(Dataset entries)
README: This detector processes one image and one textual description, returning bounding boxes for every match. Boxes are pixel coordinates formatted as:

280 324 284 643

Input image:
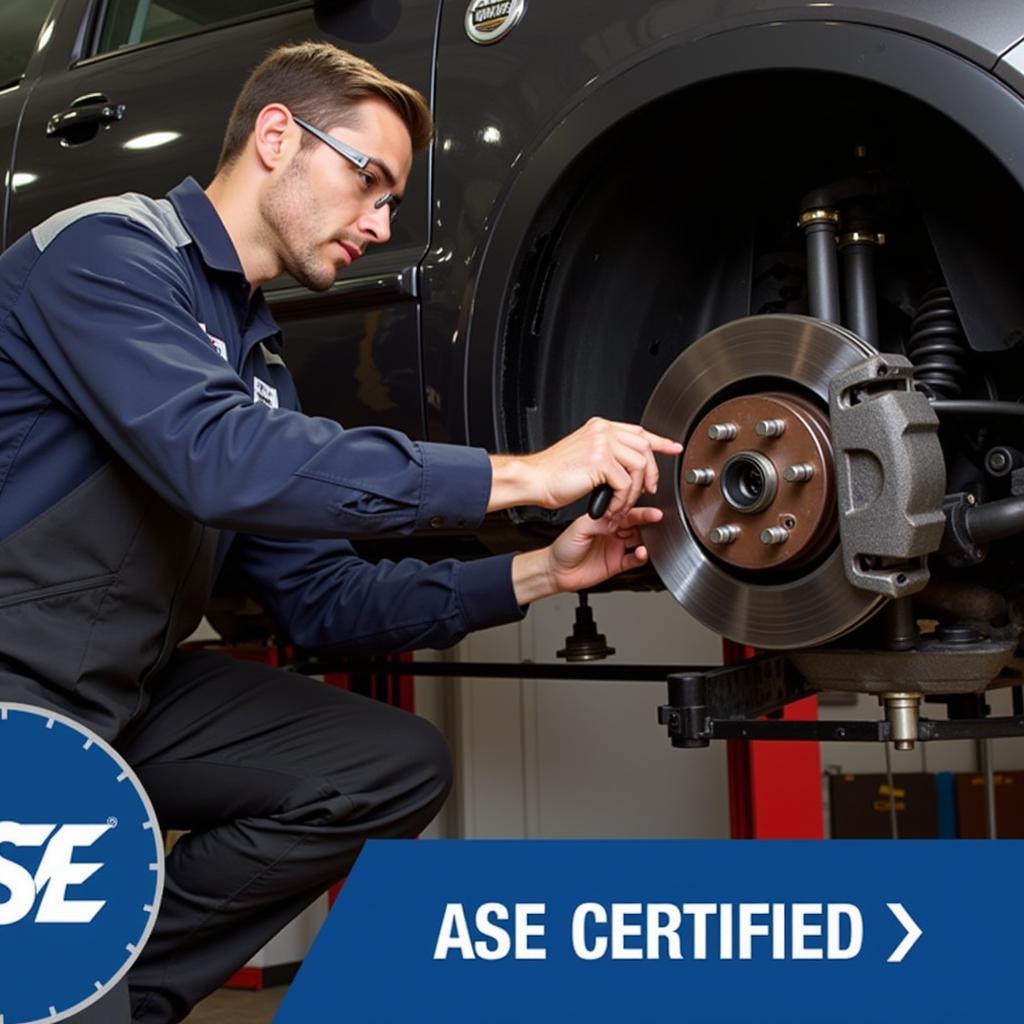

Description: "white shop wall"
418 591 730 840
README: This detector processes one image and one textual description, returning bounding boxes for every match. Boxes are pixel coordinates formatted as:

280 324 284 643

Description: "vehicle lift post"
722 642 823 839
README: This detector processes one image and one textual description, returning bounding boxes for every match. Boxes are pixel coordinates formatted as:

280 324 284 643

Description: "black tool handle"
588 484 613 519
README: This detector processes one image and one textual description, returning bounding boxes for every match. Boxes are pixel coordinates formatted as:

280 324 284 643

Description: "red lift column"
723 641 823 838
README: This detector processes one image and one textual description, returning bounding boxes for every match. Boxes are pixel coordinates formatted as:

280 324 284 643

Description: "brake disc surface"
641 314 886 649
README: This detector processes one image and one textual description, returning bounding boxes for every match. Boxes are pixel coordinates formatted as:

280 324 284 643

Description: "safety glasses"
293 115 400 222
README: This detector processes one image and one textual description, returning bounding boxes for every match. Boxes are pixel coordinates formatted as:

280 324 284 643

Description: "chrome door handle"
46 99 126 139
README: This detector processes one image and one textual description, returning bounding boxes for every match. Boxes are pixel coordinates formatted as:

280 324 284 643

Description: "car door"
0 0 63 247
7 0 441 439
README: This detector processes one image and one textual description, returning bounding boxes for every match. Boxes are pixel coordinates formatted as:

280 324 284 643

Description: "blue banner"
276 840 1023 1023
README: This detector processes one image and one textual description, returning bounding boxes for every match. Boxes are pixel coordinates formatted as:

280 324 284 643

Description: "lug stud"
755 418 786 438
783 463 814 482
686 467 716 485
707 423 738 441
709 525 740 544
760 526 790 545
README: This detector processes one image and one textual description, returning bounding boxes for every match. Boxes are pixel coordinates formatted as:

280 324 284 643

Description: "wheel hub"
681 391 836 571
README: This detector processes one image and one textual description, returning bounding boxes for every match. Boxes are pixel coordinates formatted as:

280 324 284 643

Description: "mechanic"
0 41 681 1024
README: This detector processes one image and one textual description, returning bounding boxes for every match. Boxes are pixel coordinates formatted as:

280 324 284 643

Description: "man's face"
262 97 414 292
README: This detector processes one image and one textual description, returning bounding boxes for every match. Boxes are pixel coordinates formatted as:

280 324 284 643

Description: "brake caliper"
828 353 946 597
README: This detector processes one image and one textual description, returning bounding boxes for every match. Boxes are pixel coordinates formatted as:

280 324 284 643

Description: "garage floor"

> _What is expected_
Exactly as written, please copy out the whole set of records, skipping images.

> _Answer area_
README: This detector processes one image and one textual description, returning bounding boxes for every match. Boxes are pixel coordinates formatted as:

280 324 284 643

Input image:

Description: "white shop wall"
418 591 730 840
README: This detector processes one image and one textual description, returning bounding boxes for every match. Boxes are pixel coordinates formatted as:

280 324 284 643

Description: "vehicle lift post"
722 642 823 839
README: This detector processes one image and one textual description, returning bounding boxes for every match. Boxes are pixel coordinates formatted as:

280 324 284 643

Description: "black tool handle"
588 484 613 519
README: This detector processes one image and one textual description, returning bounding boxes for every match. Boxes are pixel coordinates formatted as:

280 324 284 643

Description: "red lift column"
723 641 823 838
README: This detector processes one image and one textual description, returning bounding boxes for every match. Boxes are pixel coordinates formatted as:

280 324 284 643

Description: "brake disc surface"
641 314 886 649
README: This detector processes one image and one textual description, returning bounding boxes for every match. Boxes are pixel coordinates formatted as:

280 324 284 643

Description: "safety glasses"
293 115 400 222
README: This detector processes one image and one textual description, returning bounding boxes for every match. Boxes are pixel coordinates formatted as:

280 324 284 643

Description: "chrome door handle"
46 99 126 139
README: This detector processes one image and one textual description, returning bounding boxes for every match. Boxes are pixel coordinates formatted as:

280 324 284 643

Description: "car door"
0 0 63 247
7 0 441 439
README: This detector processes one image and one textual description, returning bounding boxes for every match. Boxes are pixel coordinates formatted as:

280 324 284 643

Description: "blue banner"
276 840 1023 1023
README: This detector processes one image and one textual description, returning bounding boxes for every match. Boxes are pixel coordinates formatted as:

280 324 284 643

Description: "lug stud"
755 418 786 438
783 463 814 482
686 467 716 485
707 423 738 441
709 525 740 544
760 526 790 545
README: This detector processes one image and one textual description, returning bounding boxes for every match. Boxes are pixel coordinates formatted as:

280 324 284 643

Description: "wheel hub"
681 391 836 571
README: This detector processes one image and one textual description, returning bounding boxes for every match. Boxes are pixel coordinates formatted as:

280 324 284 643

Description: "mechanic"
0 41 681 1024
README: This detector processes one image and one textual description, returning bounding boxes for every match. Boxes are pixel coordinates formatted as:

280 324 284 643

Description: "man's face"
262 97 414 292
README: This detector processes one image and one textual description, returning bounding boxes for every match. Boxes are pixel coordinates formatted as:

280 324 284 643

Description: "brake caliper"
828 353 946 597
README: This detector processes one image and one textual description, returning bounding boxes for every match. Boxes are pixel coordinates formatted as:

280 324 284 643

Description: "garage floor"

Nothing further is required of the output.